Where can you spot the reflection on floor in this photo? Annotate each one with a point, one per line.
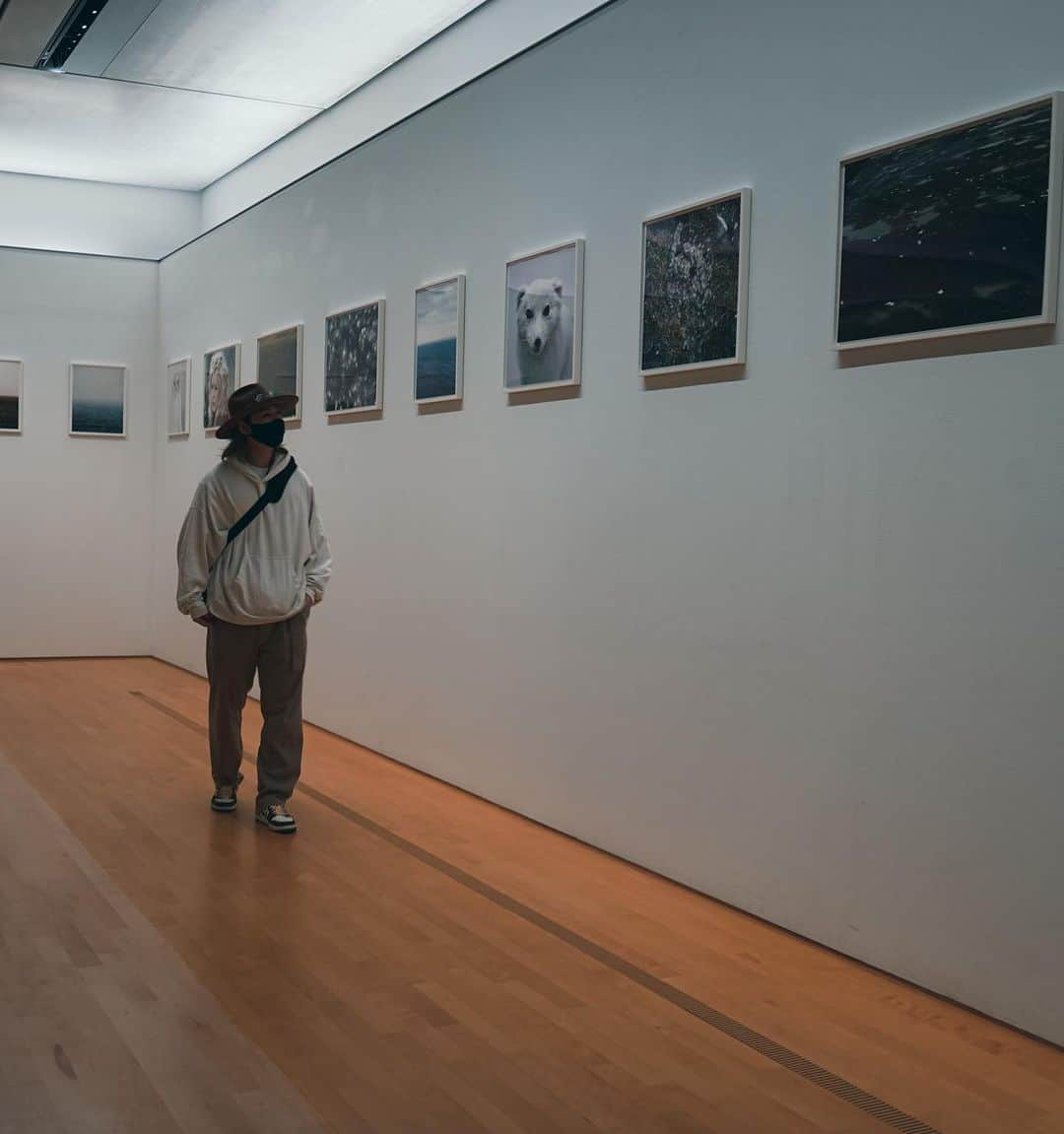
(414, 960)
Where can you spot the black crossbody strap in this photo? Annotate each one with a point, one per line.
(274, 491)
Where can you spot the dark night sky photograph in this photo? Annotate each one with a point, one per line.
(949, 231)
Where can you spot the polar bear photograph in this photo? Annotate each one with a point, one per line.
(544, 309)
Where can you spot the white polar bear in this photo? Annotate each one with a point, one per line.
(545, 333)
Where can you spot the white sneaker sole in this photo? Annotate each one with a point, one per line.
(285, 829)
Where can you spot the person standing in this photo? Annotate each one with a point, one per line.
(253, 560)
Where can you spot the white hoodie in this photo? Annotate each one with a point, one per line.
(270, 568)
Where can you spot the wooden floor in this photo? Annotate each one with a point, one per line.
(413, 961)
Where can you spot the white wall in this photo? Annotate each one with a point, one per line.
(486, 37)
(794, 639)
(92, 217)
(76, 512)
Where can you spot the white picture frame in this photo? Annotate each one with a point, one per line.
(741, 238)
(12, 379)
(216, 404)
(96, 407)
(269, 380)
(523, 271)
(1046, 315)
(336, 393)
(420, 342)
(170, 396)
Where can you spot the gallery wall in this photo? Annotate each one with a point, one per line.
(75, 555)
(64, 215)
(485, 37)
(793, 638)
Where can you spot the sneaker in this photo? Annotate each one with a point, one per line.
(224, 798)
(277, 818)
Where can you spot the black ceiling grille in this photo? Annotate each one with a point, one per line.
(69, 33)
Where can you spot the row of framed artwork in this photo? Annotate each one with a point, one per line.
(952, 232)
(97, 406)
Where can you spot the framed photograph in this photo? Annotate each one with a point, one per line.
(98, 399)
(222, 375)
(355, 360)
(178, 393)
(545, 300)
(280, 363)
(696, 268)
(953, 232)
(439, 340)
(10, 396)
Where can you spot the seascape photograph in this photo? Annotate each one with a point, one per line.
(947, 232)
(280, 362)
(354, 360)
(692, 287)
(98, 399)
(544, 309)
(10, 396)
(438, 317)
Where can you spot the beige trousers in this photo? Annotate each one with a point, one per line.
(278, 652)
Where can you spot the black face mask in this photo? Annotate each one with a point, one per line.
(269, 434)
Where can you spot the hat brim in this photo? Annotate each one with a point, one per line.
(286, 403)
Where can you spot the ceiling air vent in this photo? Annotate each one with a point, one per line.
(68, 35)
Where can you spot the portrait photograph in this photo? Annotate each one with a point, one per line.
(544, 317)
(222, 375)
(177, 392)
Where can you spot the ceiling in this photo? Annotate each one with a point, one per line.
(176, 93)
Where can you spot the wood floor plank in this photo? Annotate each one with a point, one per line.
(397, 996)
(103, 1029)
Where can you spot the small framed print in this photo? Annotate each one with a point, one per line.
(953, 232)
(98, 399)
(696, 272)
(280, 363)
(355, 360)
(439, 340)
(178, 395)
(222, 375)
(10, 396)
(545, 300)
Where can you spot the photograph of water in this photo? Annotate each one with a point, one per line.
(280, 361)
(10, 396)
(353, 348)
(98, 399)
(691, 284)
(947, 232)
(438, 328)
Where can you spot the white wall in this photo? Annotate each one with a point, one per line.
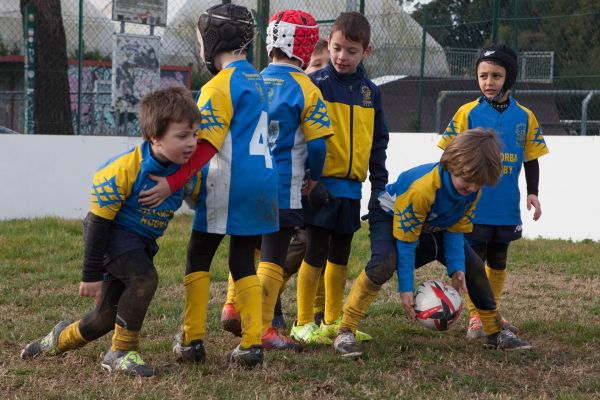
(51, 175)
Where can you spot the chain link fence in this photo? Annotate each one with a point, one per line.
(423, 57)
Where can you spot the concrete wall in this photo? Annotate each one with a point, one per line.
(51, 175)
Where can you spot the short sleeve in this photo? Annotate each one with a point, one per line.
(410, 211)
(216, 111)
(111, 187)
(535, 145)
(459, 123)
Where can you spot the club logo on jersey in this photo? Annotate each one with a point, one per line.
(366, 92)
(407, 221)
(107, 193)
(450, 132)
(318, 115)
(538, 138)
(210, 120)
(521, 135)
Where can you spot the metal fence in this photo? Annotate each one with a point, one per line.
(419, 52)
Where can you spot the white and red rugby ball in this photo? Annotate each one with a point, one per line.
(437, 305)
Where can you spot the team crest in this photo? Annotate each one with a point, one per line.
(521, 135)
(366, 93)
(407, 221)
(318, 115)
(107, 193)
(210, 119)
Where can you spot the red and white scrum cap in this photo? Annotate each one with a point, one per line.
(295, 32)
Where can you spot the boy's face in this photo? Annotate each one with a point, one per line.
(346, 54)
(177, 144)
(200, 44)
(491, 78)
(463, 187)
(317, 61)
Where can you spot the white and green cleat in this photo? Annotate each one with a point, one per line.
(129, 362)
(48, 345)
(310, 333)
(331, 331)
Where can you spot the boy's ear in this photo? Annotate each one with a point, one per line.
(368, 51)
(154, 140)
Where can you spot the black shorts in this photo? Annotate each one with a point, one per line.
(289, 218)
(341, 215)
(493, 233)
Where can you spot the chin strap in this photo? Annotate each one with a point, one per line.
(497, 97)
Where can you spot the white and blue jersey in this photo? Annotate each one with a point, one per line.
(522, 140)
(238, 195)
(298, 115)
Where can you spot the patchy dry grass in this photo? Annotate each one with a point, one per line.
(552, 295)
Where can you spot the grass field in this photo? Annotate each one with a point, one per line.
(553, 295)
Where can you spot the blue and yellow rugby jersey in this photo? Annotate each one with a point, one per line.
(117, 184)
(424, 200)
(522, 140)
(238, 195)
(297, 115)
(360, 133)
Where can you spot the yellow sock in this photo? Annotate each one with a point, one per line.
(361, 295)
(196, 290)
(308, 278)
(70, 338)
(230, 299)
(286, 278)
(125, 339)
(249, 305)
(319, 305)
(335, 282)
(490, 320)
(471, 307)
(271, 280)
(497, 277)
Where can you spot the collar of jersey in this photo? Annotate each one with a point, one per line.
(448, 186)
(358, 74)
(152, 165)
(286, 65)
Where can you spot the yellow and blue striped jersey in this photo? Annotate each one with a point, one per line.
(297, 115)
(424, 200)
(360, 132)
(521, 137)
(116, 187)
(238, 195)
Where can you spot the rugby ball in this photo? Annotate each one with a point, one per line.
(437, 305)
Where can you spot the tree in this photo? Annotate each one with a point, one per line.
(52, 102)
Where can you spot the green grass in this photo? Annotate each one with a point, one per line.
(551, 294)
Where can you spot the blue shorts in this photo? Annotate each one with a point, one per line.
(341, 215)
(493, 233)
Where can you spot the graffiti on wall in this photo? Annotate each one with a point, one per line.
(97, 113)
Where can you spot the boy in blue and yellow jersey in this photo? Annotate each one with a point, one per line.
(429, 209)
(359, 143)
(120, 235)
(498, 218)
(299, 125)
(238, 196)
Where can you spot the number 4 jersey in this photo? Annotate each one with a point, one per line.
(238, 195)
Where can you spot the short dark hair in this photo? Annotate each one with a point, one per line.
(161, 107)
(320, 46)
(354, 26)
(474, 155)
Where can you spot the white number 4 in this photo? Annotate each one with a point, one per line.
(258, 143)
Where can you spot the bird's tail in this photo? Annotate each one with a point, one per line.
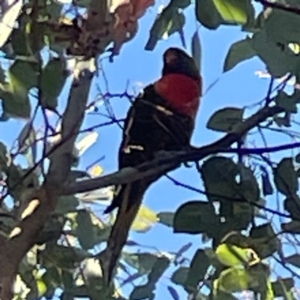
(128, 202)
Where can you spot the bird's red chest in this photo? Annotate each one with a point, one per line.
(182, 93)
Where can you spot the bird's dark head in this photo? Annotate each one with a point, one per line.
(177, 61)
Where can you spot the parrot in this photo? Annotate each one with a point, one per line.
(161, 118)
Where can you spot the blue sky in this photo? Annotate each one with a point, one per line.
(239, 87)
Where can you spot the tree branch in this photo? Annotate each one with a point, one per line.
(164, 162)
(43, 200)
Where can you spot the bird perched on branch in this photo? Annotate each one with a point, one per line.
(162, 118)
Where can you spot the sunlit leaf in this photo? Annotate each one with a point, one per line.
(144, 220)
(84, 230)
(231, 256)
(196, 49)
(207, 14)
(233, 11)
(52, 81)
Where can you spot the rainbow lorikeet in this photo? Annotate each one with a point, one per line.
(162, 118)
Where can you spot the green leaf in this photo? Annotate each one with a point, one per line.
(293, 260)
(233, 280)
(158, 269)
(26, 140)
(288, 103)
(85, 230)
(197, 271)
(238, 52)
(142, 292)
(170, 20)
(282, 285)
(53, 79)
(25, 73)
(166, 218)
(225, 119)
(264, 241)
(195, 217)
(207, 14)
(180, 275)
(285, 177)
(233, 11)
(196, 50)
(282, 26)
(219, 176)
(65, 257)
(66, 204)
(279, 61)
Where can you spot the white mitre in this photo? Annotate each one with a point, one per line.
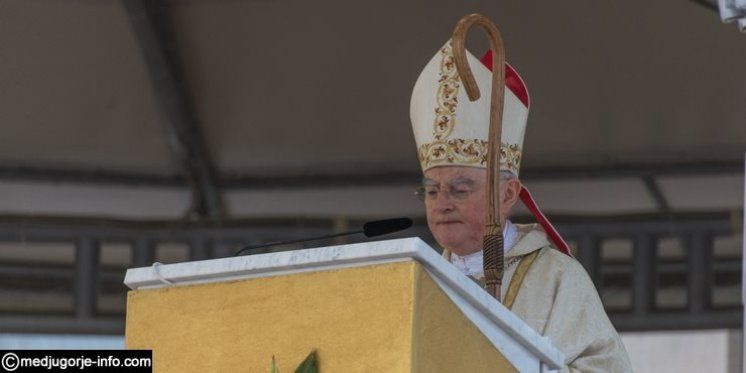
(450, 130)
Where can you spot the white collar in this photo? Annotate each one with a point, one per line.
(472, 264)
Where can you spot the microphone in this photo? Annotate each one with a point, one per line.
(370, 229)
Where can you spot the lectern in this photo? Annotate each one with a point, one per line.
(386, 306)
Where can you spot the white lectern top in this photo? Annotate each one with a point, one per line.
(509, 334)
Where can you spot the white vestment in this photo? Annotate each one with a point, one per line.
(558, 300)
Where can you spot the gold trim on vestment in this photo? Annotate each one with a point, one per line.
(517, 279)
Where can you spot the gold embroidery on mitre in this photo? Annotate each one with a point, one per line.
(467, 152)
(447, 95)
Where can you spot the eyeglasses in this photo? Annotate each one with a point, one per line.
(457, 191)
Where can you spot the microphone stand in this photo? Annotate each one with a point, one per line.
(275, 243)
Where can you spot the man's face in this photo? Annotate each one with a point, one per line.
(456, 203)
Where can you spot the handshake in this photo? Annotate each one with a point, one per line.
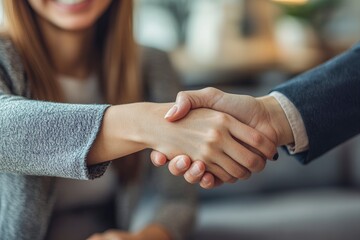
(233, 136)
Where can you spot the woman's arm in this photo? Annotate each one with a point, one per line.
(204, 135)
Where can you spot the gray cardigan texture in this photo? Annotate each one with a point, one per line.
(40, 141)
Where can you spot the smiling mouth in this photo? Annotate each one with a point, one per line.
(70, 2)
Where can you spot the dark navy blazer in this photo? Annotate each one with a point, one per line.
(328, 99)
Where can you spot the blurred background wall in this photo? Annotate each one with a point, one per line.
(247, 47)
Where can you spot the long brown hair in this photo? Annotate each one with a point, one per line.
(114, 44)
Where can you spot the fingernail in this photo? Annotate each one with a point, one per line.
(195, 170)
(180, 164)
(171, 112)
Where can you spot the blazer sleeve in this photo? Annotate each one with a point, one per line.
(328, 99)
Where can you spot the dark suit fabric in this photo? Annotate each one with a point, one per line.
(328, 99)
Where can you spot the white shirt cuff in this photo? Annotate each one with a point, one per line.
(296, 122)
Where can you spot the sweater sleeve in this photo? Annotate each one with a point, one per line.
(328, 99)
(48, 139)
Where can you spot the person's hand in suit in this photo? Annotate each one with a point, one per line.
(263, 114)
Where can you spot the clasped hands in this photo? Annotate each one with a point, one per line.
(247, 132)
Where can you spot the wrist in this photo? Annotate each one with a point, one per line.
(153, 232)
(278, 120)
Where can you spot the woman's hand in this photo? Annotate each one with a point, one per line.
(115, 235)
(151, 232)
(204, 135)
(211, 137)
(263, 114)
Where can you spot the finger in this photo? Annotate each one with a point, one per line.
(158, 159)
(185, 101)
(249, 161)
(231, 166)
(253, 138)
(179, 165)
(220, 173)
(195, 173)
(207, 181)
(96, 236)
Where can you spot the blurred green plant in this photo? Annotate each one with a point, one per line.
(316, 13)
(312, 11)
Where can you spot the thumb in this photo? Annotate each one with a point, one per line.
(185, 101)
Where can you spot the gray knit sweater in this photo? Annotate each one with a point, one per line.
(40, 141)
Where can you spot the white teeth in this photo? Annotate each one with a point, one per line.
(70, 1)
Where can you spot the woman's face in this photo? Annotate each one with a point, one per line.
(71, 15)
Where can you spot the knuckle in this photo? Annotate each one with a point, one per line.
(190, 179)
(207, 152)
(222, 119)
(181, 94)
(226, 178)
(257, 139)
(214, 136)
(253, 162)
(209, 90)
(240, 173)
(261, 166)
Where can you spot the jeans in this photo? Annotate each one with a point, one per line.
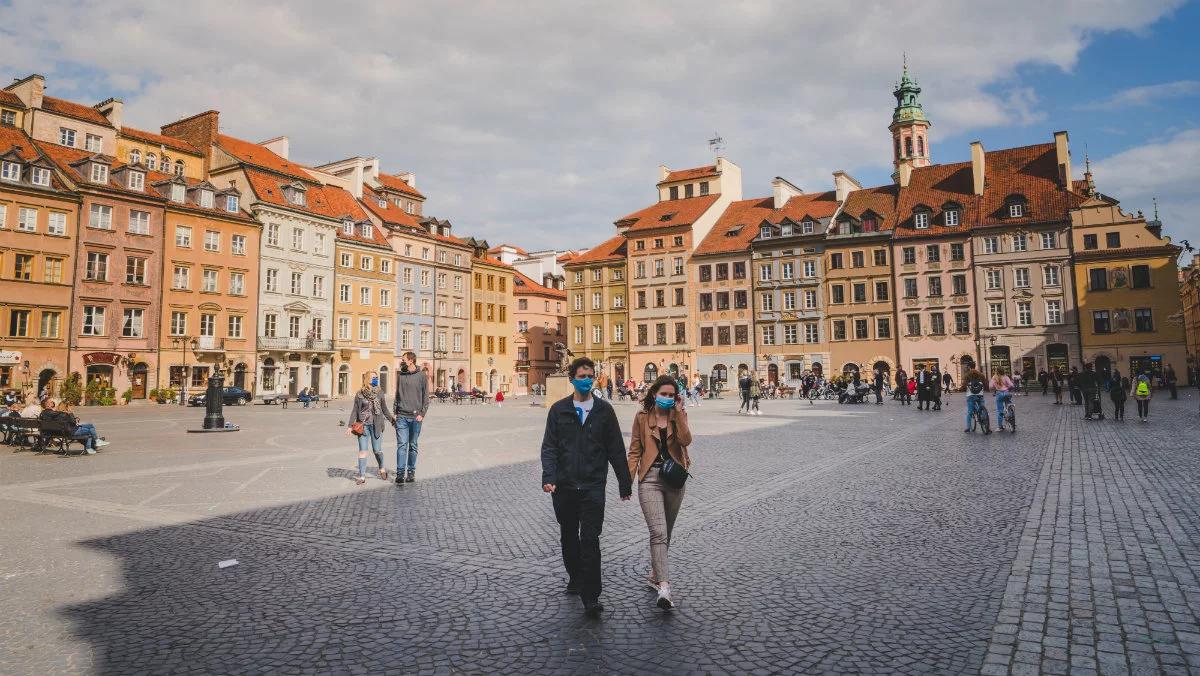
(407, 430)
(88, 429)
(580, 514)
(660, 506)
(973, 400)
(1002, 398)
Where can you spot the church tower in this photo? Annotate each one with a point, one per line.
(910, 129)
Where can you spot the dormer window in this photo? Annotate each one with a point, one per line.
(99, 173)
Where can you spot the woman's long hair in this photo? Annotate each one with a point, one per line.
(653, 390)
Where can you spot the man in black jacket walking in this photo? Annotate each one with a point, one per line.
(582, 437)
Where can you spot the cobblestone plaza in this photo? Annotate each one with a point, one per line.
(813, 538)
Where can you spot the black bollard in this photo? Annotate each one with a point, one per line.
(214, 401)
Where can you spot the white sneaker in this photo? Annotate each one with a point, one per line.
(665, 597)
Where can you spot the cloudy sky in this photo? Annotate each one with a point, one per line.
(541, 124)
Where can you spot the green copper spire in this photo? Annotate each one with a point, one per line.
(907, 103)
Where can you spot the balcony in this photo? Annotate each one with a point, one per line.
(295, 345)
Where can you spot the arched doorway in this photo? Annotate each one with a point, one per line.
(315, 376)
(46, 382)
(138, 376)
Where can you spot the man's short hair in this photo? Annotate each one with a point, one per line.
(580, 363)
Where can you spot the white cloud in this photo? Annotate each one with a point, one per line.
(1168, 169)
(1146, 95)
(546, 120)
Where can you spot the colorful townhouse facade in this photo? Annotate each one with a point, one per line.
(598, 307)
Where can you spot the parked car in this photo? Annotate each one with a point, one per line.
(231, 396)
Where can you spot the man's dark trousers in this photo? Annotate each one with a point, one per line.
(580, 514)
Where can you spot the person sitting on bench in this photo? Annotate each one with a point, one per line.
(72, 425)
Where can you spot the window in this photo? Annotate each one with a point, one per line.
(937, 324)
(23, 267)
(913, 324)
(959, 285)
(131, 327)
(181, 279)
(93, 321)
(101, 216)
(27, 220)
(1143, 319)
(1140, 275)
(882, 328)
(1054, 311)
(1024, 313)
(995, 315)
(1050, 275)
(135, 270)
(96, 269)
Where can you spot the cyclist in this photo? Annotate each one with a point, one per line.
(975, 388)
(1001, 384)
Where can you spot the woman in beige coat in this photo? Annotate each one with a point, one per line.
(660, 430)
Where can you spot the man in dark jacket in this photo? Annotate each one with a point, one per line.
(411, 405)
(582, 437)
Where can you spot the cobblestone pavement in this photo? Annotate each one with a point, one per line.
(814, 538)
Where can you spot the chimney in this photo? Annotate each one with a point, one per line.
(844, 184)
(781, 190)
(977, 169)
(199, 131)
(30, 90)
(113, 109)
(904, 172)
(279, 145)
(1062, 155)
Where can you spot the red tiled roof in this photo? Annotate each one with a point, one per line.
(159, 139)
(76, 111)
(687, 174)
(258, 156)
(397, 184)
(525, 286)
(669, 213)
(325, 201)
(612, 249)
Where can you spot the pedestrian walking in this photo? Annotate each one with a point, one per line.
(1119, 395)
(411, 405)
(582, 440)
(367, 414)
(1141, 394)
(660, 436)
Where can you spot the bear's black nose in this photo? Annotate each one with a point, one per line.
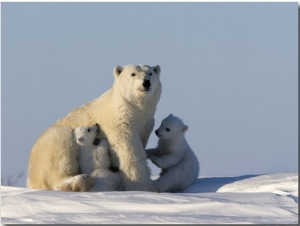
(146, 83)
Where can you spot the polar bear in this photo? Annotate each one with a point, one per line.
(180, 166)
(94, 160)
(125, 114)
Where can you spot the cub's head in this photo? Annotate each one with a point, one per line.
(137, 80)
(86, 135)
(171, 128)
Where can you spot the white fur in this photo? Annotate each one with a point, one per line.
(179, 164)
(94, 160)
(125, 114)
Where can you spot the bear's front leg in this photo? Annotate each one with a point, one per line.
(133, 163)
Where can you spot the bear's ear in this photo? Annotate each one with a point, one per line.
(80, 140)
(117, 71)
(185, 128)
(156, 69)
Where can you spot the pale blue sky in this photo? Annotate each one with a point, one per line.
(229, 70)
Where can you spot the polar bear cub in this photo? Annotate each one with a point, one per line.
(94, 159)
(179, 164)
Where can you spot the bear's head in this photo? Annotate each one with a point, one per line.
(86, 135)
(171, 128)
(135, 81)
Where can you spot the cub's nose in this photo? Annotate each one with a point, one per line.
(146, 83)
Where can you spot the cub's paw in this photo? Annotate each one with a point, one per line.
(155, 160)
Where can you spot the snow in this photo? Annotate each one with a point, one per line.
(253, 199)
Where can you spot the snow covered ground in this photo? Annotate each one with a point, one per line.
(258, 199)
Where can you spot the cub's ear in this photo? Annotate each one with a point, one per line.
(156, 69)
(117, 71)
(185, 128)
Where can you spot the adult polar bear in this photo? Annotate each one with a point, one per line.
(125, 114)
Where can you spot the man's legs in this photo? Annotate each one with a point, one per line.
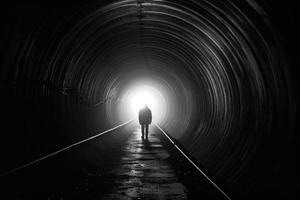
________________________________________
» **EXERCISE AIM**: No pictures belong in the copy: reproduce exactly the lines above from the one that contains "Where can you spot the snow in" through the last line of the entries.

» **OUTPUT OF THE EXERCISE**:
Where can you spot the snow in this photo? Annotate each one with a point, one per line.
(253, 199)
Where can you spot the snow covered ground in this photo? Annotate each one with a point, one per line.
(258, 199)
Where can you spot the cub's ear in this photo? Annotate each one with a point, one per line.
(156, 69)
(117, 71)
(185, 128)
Where can you spot the adult polar bear in this photo? Annotate each one with a point, one per line.
(125, 114)
Where can you spot the man's legs in this photo? Annotate each one with a point, one per line.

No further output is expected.